*** Data shown Section Begins ***

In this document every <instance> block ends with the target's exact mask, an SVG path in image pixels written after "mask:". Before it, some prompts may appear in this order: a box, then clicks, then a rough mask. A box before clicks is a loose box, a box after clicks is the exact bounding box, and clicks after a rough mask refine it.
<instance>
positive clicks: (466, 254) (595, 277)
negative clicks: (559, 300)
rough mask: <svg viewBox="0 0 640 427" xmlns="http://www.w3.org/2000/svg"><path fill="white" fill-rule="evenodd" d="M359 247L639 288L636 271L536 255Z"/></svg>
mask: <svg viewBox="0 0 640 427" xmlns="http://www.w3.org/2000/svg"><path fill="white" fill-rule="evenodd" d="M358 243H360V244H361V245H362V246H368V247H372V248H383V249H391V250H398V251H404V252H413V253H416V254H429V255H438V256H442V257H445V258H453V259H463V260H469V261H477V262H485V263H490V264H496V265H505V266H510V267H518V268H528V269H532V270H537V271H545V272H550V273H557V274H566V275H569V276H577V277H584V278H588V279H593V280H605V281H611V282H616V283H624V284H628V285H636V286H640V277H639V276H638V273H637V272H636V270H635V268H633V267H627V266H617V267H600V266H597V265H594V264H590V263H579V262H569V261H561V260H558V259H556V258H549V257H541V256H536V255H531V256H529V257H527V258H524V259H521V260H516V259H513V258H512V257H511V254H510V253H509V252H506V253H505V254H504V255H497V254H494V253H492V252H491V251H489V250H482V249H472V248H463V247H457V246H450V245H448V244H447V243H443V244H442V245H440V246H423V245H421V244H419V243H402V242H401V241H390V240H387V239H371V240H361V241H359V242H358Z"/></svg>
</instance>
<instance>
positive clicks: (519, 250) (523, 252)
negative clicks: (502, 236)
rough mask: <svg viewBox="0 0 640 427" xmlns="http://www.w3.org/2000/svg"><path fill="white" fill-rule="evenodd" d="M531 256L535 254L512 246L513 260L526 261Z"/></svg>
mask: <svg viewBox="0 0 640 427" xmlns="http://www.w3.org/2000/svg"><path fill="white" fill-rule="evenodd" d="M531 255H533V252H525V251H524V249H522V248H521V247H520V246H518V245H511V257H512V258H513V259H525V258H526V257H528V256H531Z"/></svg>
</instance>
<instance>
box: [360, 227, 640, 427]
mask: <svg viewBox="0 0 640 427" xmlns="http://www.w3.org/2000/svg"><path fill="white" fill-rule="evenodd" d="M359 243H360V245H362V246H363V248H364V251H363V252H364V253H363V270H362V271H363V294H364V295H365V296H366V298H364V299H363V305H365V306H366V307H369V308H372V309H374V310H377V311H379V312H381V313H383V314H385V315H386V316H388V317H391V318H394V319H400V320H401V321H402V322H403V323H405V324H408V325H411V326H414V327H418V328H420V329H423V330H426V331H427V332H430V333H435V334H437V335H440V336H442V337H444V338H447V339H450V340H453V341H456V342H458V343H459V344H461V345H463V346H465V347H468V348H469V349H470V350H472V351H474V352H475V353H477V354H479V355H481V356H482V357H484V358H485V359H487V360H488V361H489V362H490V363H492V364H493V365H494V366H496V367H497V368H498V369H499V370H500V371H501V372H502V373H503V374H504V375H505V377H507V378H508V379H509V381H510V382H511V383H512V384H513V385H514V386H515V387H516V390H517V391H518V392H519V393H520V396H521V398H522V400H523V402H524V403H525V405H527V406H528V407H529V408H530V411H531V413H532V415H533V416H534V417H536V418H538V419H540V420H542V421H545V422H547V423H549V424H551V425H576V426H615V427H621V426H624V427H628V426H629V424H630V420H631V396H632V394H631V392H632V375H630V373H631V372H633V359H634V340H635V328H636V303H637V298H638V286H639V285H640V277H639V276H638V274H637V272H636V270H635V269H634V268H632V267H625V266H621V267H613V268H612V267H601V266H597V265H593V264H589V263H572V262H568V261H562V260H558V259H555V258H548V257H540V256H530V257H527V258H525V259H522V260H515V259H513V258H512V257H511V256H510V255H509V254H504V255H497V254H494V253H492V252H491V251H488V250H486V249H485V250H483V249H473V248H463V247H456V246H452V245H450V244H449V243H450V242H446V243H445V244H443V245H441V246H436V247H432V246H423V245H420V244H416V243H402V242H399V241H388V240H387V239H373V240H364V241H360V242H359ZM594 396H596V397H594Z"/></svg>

*** Data shown Section Ends ***

• What to produce: Copy all of the entries above, character for character.

• Response to the exercise:
In this document every <instance> block ends with the target's exact mask, an SVG path in image pixels written after "mask:". Before it, some prompts may appear in this order: a box, then clicks, then a rough mask. A box before clicks is a loose box, a box after clicks is the exact bounding box, and clicks after a rough mask refine it.
<instance>
positive clicks: (466, 254) (595, 277)
negative clicks: (559, 300)
rough mask: <svg viewBox="0 0 640 427" xmlns="http://www.w3.org/2000/svg"><path fill="white" fill-rule="evenodd" d="M359 247L639 288L636 271L536 255Z"/></svg>
mask: <svg viewBox="0 0 640 427" xmlns="http://www.w3.org/2000/svg"><path fill="white" fill-rule="evenodd" d="M358 243H360V244H361V245H362V246H368V247H372V248H383V249H391V250H398V251H404V252H413V253H416V254H429V255H438V256H442V257H445V258H453V259H463V260H469V261H477V262H485V263H490V264H496V265H505V266H510V267H518V268H528V269H532V270H537V271H545V272H550V273H557V274H566V275H569V276H577V277H584V278H588V279H593V280H605V281H611V282H616V283H624V284H628V285H636V286H640V277H639V276H638V273H637V272H636V270H635V268H633V267H627V266H617V267H600V266H597V265H594V264H590V263H579V262H569V261H561V260H558V259H556V258H549V257H541V256H536V255H531V256H529V257H527V258H524V259H521V260H516V259H513V258H512V257H511V254H510V253H509V252H506V253H505V254H504V255H497V254H494V253H492V252H491V251H489V250H482V249H472V248H463V247H457V246H450V245H448V244H447V243H443V244H442V245H440V246H423V245H421V244H419V243H402V242H401V241H390V240H387V239H371V240H361V241H359V242H358Z"/></svg>
</instance>
<instance>
positive clicks: (519, 250) (523, 252)
negative clicks: (502, 236)
rough mask: <svg viewBox="0 0 640 427" xmlns="http://www.w3.org/2000/svg"><path fill="white" fill-rule="evenodd" d="M531 256L535 254L512 246L513 260L526 261Z"/></svg>
mask: <svg viewBox="0 0 640 427" xmlns="http://www.w3.org/2000/svg"><path fill="white" fill-rule="evenodd" d="M531 255H533V252H525V251H524V249H522V248H521V247H520V246H518V245H511V257H512V258H513V259H525V258H526V257H528V256H531Z"/></svg>
</instance>
<instance>
box: [360, 227, 640, 427]
mask: <svg viewBox="0 0 640 427" xmlns="http://www.w3.org/2000/svg"><path fill="white" fill-rule="evenodd" d="M359 243H360V245H362V246H363V248H364V251H363V252H364V253H363V270H362V271H363V294H364V295H365V296H366V298H364V299H363V305H365V306H366V307H369V308H372V309H374V310H377V311H379V312H381V313H383V314H385V315H386V316H388V317H391V318H394V319H400V320H401V321H402V322H403V323H405V324H408V325H411V326H414V327H418V328H420V329H423V330H426V331H427V332H430V333H435V334H437V335H440V336H442V337H444V338H447V339H450V340H453V341H456V342H458V343H459V344H461V345H463V346H465V347H468V348H469V349H470V350H472V351H474V352H475V353H477V354H479V355H481V356H482V357H484V358H485V359H487V360H488V361H489V362H490V363H492V364H493V365H494V366H496V367H497V368H498V369H499V370H500V371H501V372H502V373H503V374H504V375H505V377H507V378H508V379H509V381H510V382H511V383H512V384H513V385H514V386H515V387H516V390H517V391H518V392H519V393H520V396H521V398H522V400H523V402H524V403H525V405H527V406H528V407H529V408H530V411H531V413H532V415H533V416H534V417H536V418H538V419H540V420H542V421H545V422H547V423H549V424H551V425H576V426H615V427H621V426H624V427H628V426H629V424H630V420H631V396H632V394H631V392H632V375H630V373H631V372H633V359H634V340H635V328H636V303H637V298H638V286H639V285H640V277H639V276H638V274H637V272H636V270H635V269H634V268H632V267H625V266H621V267H613V268H612V267H601V266H597V265H593V264H589V263H572V262H568V261H562V260H558V259H555V258H548V257H540V256H530V257H527V258H525V259H522V260H515V259H513V258H512V257H511V256H510V255H509V254H504V255H497V254H494V253H492V252H491V251H488V250H486V249H485V250H483V249H473V248H463V247H456V246H452V245H450V244H449V243H450V242H446V243H445V244H443V245H441V246H436V247H432V246H423V245H420V244H416V243H402V242H399V241H388V240H387V239H373V240H364V241H360V242H359ZM594 396H596V397H594Z"/></svg>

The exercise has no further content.